## EXERCISE INPUT

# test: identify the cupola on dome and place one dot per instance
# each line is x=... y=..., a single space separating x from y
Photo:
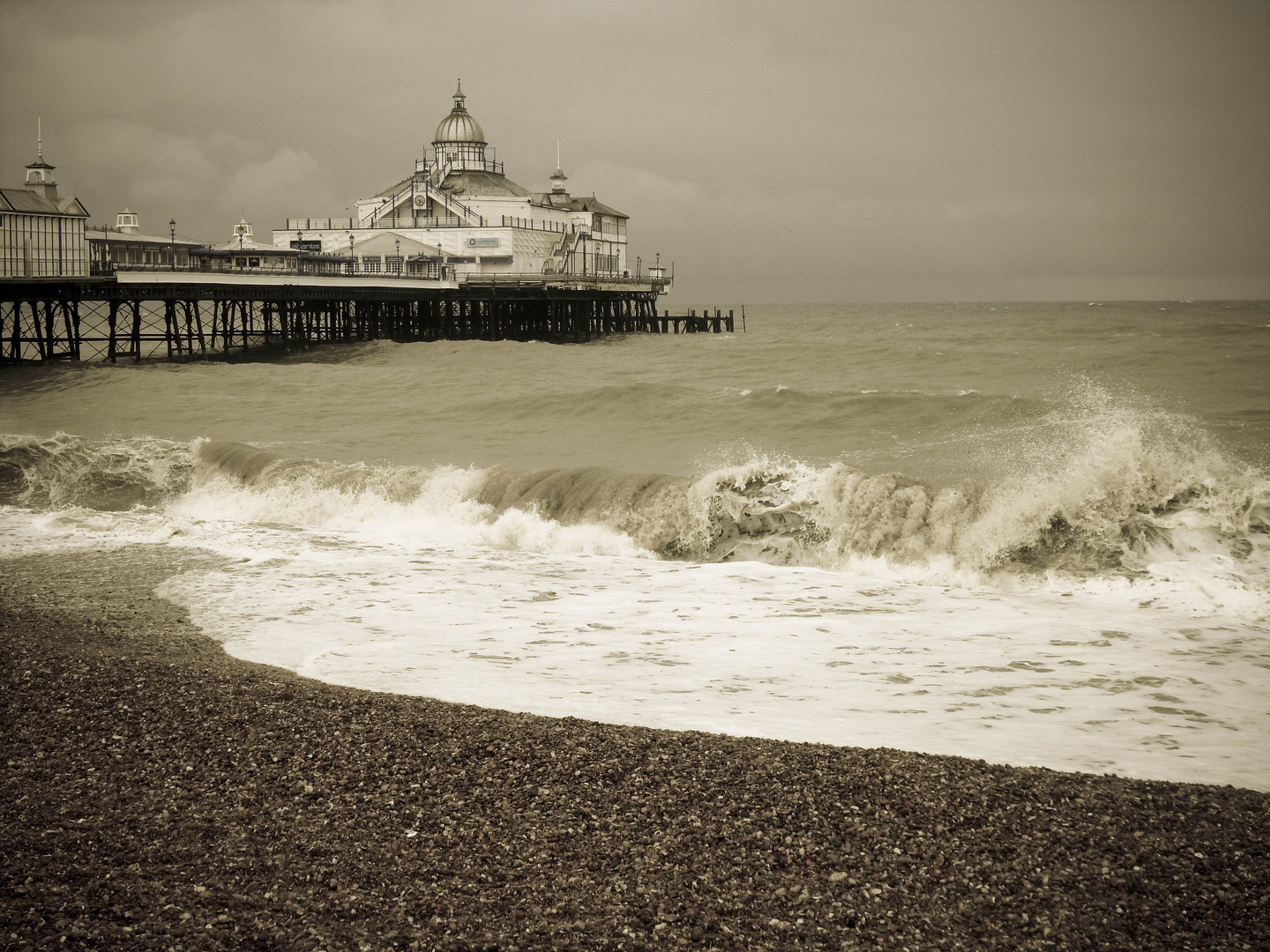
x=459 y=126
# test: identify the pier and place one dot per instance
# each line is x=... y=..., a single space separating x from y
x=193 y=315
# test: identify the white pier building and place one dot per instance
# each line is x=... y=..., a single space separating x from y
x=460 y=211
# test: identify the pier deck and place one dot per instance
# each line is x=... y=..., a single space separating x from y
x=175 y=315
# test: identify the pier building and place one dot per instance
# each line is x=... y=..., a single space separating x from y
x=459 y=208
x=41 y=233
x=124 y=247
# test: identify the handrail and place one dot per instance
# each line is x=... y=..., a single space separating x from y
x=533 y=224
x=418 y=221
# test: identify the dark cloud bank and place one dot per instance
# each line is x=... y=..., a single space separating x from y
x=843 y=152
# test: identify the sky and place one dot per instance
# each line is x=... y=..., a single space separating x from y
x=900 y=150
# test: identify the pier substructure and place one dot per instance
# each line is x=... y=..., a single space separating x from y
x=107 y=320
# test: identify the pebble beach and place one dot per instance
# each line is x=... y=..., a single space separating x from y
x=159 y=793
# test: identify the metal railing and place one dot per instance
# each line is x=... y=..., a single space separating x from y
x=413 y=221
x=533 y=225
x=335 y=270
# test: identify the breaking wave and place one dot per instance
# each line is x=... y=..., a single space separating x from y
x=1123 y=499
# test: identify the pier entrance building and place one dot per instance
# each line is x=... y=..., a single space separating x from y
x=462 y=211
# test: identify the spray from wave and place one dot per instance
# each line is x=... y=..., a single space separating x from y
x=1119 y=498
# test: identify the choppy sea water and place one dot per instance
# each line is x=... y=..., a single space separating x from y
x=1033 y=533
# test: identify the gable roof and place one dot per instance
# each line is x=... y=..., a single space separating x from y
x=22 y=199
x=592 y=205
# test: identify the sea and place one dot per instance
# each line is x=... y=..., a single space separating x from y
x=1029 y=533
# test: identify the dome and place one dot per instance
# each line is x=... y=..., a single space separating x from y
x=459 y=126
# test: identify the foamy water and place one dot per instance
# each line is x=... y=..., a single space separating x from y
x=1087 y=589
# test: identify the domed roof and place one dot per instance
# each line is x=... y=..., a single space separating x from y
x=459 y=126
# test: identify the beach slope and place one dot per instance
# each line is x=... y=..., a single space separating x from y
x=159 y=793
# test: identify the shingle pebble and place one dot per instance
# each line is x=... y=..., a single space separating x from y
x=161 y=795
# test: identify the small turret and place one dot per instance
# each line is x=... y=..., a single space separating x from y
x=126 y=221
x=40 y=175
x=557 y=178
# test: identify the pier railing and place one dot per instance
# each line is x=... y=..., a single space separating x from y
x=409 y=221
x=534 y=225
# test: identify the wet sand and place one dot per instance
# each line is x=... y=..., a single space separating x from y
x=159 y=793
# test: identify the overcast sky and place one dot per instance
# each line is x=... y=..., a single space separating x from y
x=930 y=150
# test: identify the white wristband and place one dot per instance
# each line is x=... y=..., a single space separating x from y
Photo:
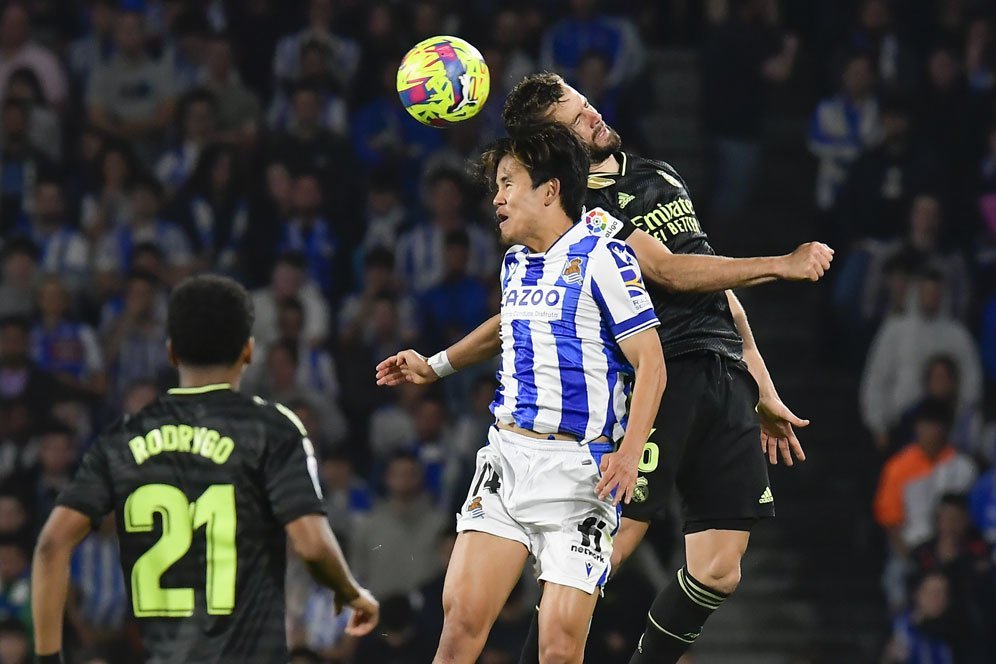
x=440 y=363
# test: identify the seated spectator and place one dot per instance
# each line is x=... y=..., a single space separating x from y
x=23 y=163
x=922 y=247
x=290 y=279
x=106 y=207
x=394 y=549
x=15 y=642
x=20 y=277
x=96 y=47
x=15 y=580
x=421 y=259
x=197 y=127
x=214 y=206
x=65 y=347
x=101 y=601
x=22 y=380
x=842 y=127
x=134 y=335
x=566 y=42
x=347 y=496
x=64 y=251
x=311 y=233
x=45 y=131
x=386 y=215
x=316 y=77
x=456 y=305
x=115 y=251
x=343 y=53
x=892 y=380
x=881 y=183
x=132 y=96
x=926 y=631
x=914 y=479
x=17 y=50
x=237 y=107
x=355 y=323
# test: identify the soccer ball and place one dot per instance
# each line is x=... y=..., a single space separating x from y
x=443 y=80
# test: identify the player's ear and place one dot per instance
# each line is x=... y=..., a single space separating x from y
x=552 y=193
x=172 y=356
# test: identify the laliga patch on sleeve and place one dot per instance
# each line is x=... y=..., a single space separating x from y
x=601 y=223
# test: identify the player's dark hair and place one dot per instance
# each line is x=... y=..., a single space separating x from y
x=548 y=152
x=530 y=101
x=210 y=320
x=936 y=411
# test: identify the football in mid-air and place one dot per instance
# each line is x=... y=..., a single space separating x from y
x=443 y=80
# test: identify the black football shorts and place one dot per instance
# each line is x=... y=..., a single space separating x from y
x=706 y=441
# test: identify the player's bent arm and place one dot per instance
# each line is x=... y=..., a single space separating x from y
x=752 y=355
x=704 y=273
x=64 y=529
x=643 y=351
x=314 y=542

## WORK TASK
Leaving out the pictures, repeat all of the entries exactly.

## SOLUTION TO THIS EXERCISE
# test: identify the cupola on dome and place one dot per instance
# each line is x=... y=..., a single space separating x from y
Photo:
x=459 y=126
# test: identify the pier and place one dot per instance
# each line is x=... y=..., a single space separating x from y
x=193 y=315
# test: identify the white pier building and place one dot per instance
# each line is x=... y=..., a single space separating x from y
x=460 y=211
# test: identify the pier deck and place one dot per instance
# each line is x=... y=..., a single space separating x from y
x=175 y=315
# test: identify the pier building and place one dot per instance
# each line is x=... y=..., a single space separating x from y
x=459 y=208
x=41 y=233
x=124 y=247
# test: identify the handrail and place one dot per instance
# each line is x=... y=..., a single space separating x from y
x=533 y=224
x=418 y=221
# test: identify the dark cloud bank and place one dot per instance
# each line is x=... y=..., a single space separating x from y
x=843 y=152
# test: identify the sky and place one dot per instance
# each line is x=... y=..., a single space separating x from y
x=900 y=150
# test: identify the pier substructure and place one dot per instance
# each line is x=... y=..., a single space separating x from y
x=107 y=320
# test: identify the pebble beach and place one dot per instance
# each line is x=... y=..., a single space separating x from y
x=159 y=793
# test: identify the metal railing and place one dot per instance
# each line is x=... y=..., a single space separating x from y
x=413 y=221
x=533 y=225
x=335 y=270
# test: identify the breaking wave and place one dot per instance
# each line is x=... y=..., a single space separating x from y
x=1123 y=499
# test: identify the pier entrance building and place one dot per instance
# each line is x=... y=..., a single space separating x from y
x=462 y=211
# test: identify the spray from wave and place one dot per instance
# each line is x=... y=..., a single space separating x from y
x=1119 y=498
# test: identify the choppy sea water and place one dot per instance
# each line is x=... y=..., a single space separating x from y
x=1033 y=533
# test: identify the gable roof and place one dot per instance
# each line is x=... y=..., a single space separating x from y
x=22 y=199
x=592 y=205
# test: identify the sea and place one dot per instance
# each line is x=... y=..., a single space separating x from y
x=1029 y=533
# test: identify the dome and place one dot per instance
# each line is x=... y=..., a single space separating x from y
x=459 y=126
# test: identify the foamy water and place one dot per instance
# each line is x=... y=..., a single space separating x from y
x=1087 y=589
# test: identify the domed roof and place one dot per instance
# each line is x=... y=..., a single space separating x from y
x=459 y=126
# test: identify the beach slope and place one dot per instance
# each line is x=... y=..., a single space separating x from y
x=159 y=793
# test: identify the shingle pebble and place one dot per instance
# each line is x=... y=..., a single space separating x from y
x=161 y=795
# test: identify the small turret and place one dot per instance
# each line is x=... y=..., a single space separating x from y
x=126 y=221
x=40 y=175
x=557 y=178
# test: identify the pier railing and place one dot per instance
# each line is x=... y=..., a single space separating x from y
x=409 y=221
x=534 y=225
# test: identify the wet sand and place one dot per instance
# each line is x=... y=..., a single space separating x from y
x=159 y=793
# test: identify the overcast sky and place one dot per instance
# each line is x=... y=..., a single space separating x from y
x=930 y=150
# test: identify the white wristband and place one dot per instance
# each line is x=... y=..., a single space separating x from y
Photo:
x=440 y=363
# test: identify the seated spectator and place one dot per instance
# each line is x=... y=..., a single space separating x from y
x=23 y=163
x=922 y=247
x=290 y=279
x=106 y=207
x=394 y=549
x=15 y=642
x=20 y=277
x=96 y=47
x=15 y=580
x=421 y=259
x=197 y=127
x=214 y=206
x=65 y=347
x=101 y=601
x=22 y=380
x=842 y=127
x=134 y=335
x=566 y=42
x=347 y=496
x=64 y=251
x=311 y=233
x=45 y=131
x=386 y=215
x=316 y=77
x=456 y=305
x=115 y=251
x=343 y=53
x=892 y=380
x=881 y=183
x=132 y=96
x=926 y=631
x=914 y=479
x=17 y=50
x=237 y=107
x=355 y=323
# test: identify the soccer ball and place one dot per instance
# each line is x=... y=..., a single space separating x from y
x=443 y=80
# test: identify the player's ear and place one dot per instance
# each line is x=... y=..., a single space separating x from y
x=552 y=193
x=172 y=356
# test: identify the laliga patch on sleeve and place one dot per instance
# each line is x=... y=..., a single space separating x from y
x=601 y=223
# test: identify the player's dark hair and place one dot per instance
# each line is x=... y=..., a single space separating x from y
x=548 y=152
x=530 y=101
x=210 y=320
x=936 y=411
# test: identify the football in mid-air and place one dot per instance
# each line is x=... y=..., a single space separating x from y
x=443 y=80
# test: identify the black football shorts and place one dot per instance
# each line is x=... y=..., a single space separating x from y
x=706 y=441
# test: identify the player's bent arm and place one dot per instance
# each line is x=... y=..., a single space separating x from y
x=752 y=355
x=704 y=273
x=64 y=529
x=643 y=351
x=314 y=542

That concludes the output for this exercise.